▶ **Task statement**
Would you repeat the listing exactly but omit every picture?

▶ **Input**
Content starts

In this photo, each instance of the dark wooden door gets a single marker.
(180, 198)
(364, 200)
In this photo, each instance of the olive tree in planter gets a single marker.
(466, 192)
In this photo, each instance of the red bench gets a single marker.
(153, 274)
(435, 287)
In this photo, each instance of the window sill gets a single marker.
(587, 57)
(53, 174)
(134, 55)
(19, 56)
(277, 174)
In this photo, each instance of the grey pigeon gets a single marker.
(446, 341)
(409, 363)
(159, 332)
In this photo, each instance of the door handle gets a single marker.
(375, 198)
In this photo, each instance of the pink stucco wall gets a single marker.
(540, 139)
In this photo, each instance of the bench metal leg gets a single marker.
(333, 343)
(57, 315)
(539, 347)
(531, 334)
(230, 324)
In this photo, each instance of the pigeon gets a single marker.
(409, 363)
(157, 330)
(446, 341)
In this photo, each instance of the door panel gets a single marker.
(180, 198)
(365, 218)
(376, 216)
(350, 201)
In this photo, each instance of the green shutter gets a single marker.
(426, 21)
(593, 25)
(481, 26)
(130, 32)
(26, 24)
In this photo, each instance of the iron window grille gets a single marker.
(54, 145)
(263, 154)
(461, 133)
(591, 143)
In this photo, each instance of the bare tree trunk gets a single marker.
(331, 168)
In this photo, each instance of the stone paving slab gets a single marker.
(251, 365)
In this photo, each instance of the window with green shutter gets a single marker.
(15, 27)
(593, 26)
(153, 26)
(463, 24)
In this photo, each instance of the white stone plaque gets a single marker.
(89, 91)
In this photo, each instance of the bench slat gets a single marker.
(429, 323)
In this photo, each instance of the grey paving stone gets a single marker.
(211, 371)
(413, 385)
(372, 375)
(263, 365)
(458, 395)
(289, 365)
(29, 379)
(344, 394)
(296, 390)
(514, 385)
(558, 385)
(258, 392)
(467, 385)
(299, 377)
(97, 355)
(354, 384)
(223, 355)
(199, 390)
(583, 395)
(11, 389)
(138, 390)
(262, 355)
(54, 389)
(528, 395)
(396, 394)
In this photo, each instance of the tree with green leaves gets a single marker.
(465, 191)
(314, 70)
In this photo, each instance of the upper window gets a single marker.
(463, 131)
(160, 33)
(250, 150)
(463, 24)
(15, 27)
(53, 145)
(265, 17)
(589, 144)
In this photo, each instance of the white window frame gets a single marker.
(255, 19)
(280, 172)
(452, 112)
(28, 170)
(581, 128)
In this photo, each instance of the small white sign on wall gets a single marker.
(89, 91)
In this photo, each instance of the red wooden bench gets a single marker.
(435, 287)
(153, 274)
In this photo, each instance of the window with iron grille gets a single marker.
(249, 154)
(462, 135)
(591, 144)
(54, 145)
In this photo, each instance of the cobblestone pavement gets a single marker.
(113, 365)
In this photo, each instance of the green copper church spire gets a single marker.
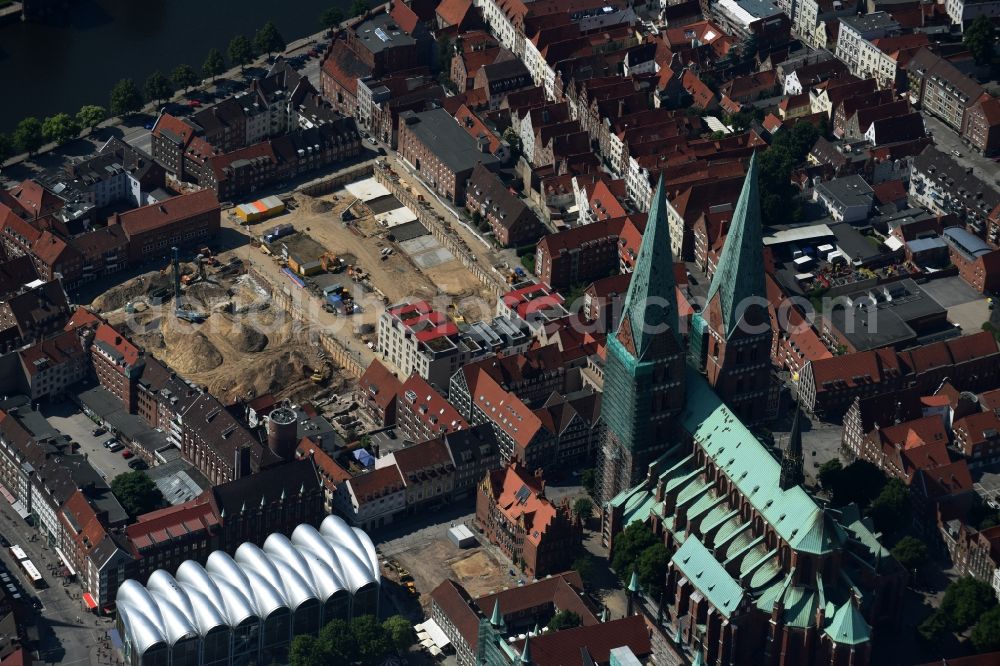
(651, 301)
(740, 273)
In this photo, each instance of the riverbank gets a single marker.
(60, 66)
(206, 88)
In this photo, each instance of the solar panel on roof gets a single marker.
(522, 495)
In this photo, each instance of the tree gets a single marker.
(214, 65)
(157, 87)
(986, 633)
(584, 565)
(268, 39)
(828, 472)
(371, 640)
(125, 98)
(860, 483)
(400, 633)
(184, 77)
(934, 628)
(629, 545)
(891, 510)
(565, 619)
(980, 38)
(240, 51)
(307, 650)
(965, 601)
(136, 492)
(28, 136)
(60, 128)
(652, 567)
(338, 642)
(331, 18)
(91, 115)
(910, 552)
(359, 7)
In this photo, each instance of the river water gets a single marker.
(48, 68)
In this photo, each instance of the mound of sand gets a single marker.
(190, 350)
(246, 338)
(116, 297)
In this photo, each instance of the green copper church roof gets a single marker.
(651, 301)
(849, 626)
(740, 273)
(705, 573)
(792, 513)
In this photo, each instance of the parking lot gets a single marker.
(68, 419)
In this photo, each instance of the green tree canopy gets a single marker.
(400, 633)
(91, 115)
(268, 39)
(125, 98)
(331, 18)
(828, 473)
(892, 509)
(986, 634)
(980, 38)
(240, 51)
(965, 601)
(28, 135)
(337, 642)
(565, 619)
(214, 65)
(652, 569)
(860, 482)
(359, 7)
(583, 508)
(158, 87)
(584, 565)
(910, 552)
(628, 546)
(307, 650)
(184, 77)
(136, 492)
(370, 638)
(934, 628)
(60, 128)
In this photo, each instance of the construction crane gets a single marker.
(179, 310)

Content ends

▶ **Exercise answer**
In this photo, each instance of the dark wooden door gets a single marker.
(180, 198)
(364, 200)
In this photo, each instance of the olive tree in planter gets a single marker.
(466, 192)
In this photo, each instance of the red bench gets a single marker.
(153, 274)
(435, 287)
In this photo, each instance of the window sill gets a single marker.
(587, 57)
(53, 174)
(134, 55)
(19, 56)
(277, 174)
In this photo, each instance of the grey pigeon gets a single marker.
(446, 341)
(409, 363)
(159, 332)
In this photo, each instance of the door handle gets a single marker.
(375, 198)
In this photo, each instance of the pink stucco wall gets a single marker.
(540, 139)
In this photo, each instance of the bench metal leg gets a single marker.
(333, 343)
(57, 315)
(539, 347)
(531, 334)
(230, 324)
In this photo, each instance of the pigeon gets a single marker.
(409, 363)
(157, 330)
(446, 341)
In this photo, each instance of the door panel gets a single marker.
(180, 198)
(365, 218)
(376, 216)
(350, 201)
In this photo, each instance of the green shutter gets a single marker.
(426, 21)
(593, 25)
(481, 26)
(130, 32)
(26, 24)
In this photo, each instance of the iron window grille gets a single marker.
(54, 145)
(263, 154)
(461, 133)
(591, 143)
In this photo, each instance of the bare tree trunk gets a single marker.
(331, 168)
In this photo, each instance of the stone paving slab gets a single marker.
(251, 365)
In this photo, each instance of the window with green shutter gets a single marker.
(15, 27)
(593, 26)
(153, 26)
(463, 24)
In this photo, each instance of the white stone plaque gets a single marker.
(89, 91)
In this photo, each instance of the bench slat gets a single marker.
(429, 323)
In this photo, each instance of the grey paving stone gets a single marker.
(211, 371)
(413, 385)
(372, 375)
(263, 365)
(458, 395)
(289, 365)
(29, 379)
(344, 394)
(296, 390)
(514, 385)
(558, 385)
(258, 392)
(467, 385)
(299, 377)
(97, 355)
(354, 384)
(223, 355)
(199, 390)
(583, 395)
(11, 389)
(138, 390)
(262, 355)
(54, 389)
(528, 395)
(396, 394)
In this photo, each instance of the tree with green leaves gets a single marker.
(465, 191)
(314, 70)
In this photo, each instance of the upper window gets a single marker.
(463, 131)
(160, 33)
(250, 150)
(463, 24)
(15, 27)
(53, 145)
(265, 17)
(589, 144)
In this photo, each instance of the white window frame gets a single marker.
(255, 19)
(280, 172)
(452, 112)
(28, 170)
(581, 128)
In this photo, each instance of the small white sign on wall gets a single marker.
(89, 91)
In this photo, each instance of the red wooden bench gets a single marker.
(435, 287)
(153, 274)
In this photo, each instance of the window with iron grille gets a single marker.
(249, 154)
(462, 135)
(591, 144)
(54, 145)
In this photo, each instance of the cobblestone pavement gets a single marker.
(113, 365)
In this photo, each instance of the green copper church spire gets a single marker.
(651, 301)
(740, 273)
In this photo, each instance of the riverbank gets a single marker.
(60, 66)
(206, 88)
In this photo, each instance of the solar panel on roof gets a single marker.
(522, 495)
In this photo, each instance of the tree gets a single marker.
(214, 65)
(157, 87)
(986, 633)
(584, 565)
(268, 39)
(828, 472)
(371, 640)
(125, 98)
(860, 483)
(400, 633)
(184, 77)
(934, 628)
(629, 545)
(891, 510)
(565, 619)
(980, 38)
(240, 51)
(307, 650)
(965, 601)
(136, 492)
(28, 136)
(60, 128)
(652, 567)
(338, 642)
(331, 18)
(91, 115)
(910, 552)
(359, 7)
In this photo, each instance of the river water gets a single marker.
(48, 68)
In this photo, each instance of the mound of sand gets a single marker.
(190, 350)
(246, 338)
(116, 297)
In this photo, each instance of the green copper church roof gets a single marker.
(651, 301)
(849, 626)
(740, 273)
(705, 573)
(792, 513)
In this photo, each instance of the parking lot gets a single marker.
(68, 419)
In this photo, each instance of the green tree canopy gets a single marker.
(400, 633)
(91, 115)
(268, 39)
(125, 98)
(331, 18)
(828, 473)
(892, 509)
(986, 634)
(980, 38)
(240, 51)
(965, 601)
(28, 135)
(337, 642)
(565, 619)
(214, 65)
(652, 569)
(860, 482)
(359, 7)
(583, 508)
(158, 87)
(584, 565)
(910, 552)
(628, 546)
(307, 650)
(184, 77)
(136, 492)
(370, 638)
(934, 628)
(60, 128)
In this photo, each instance of the construction crane gets a single marker.
(179, 310)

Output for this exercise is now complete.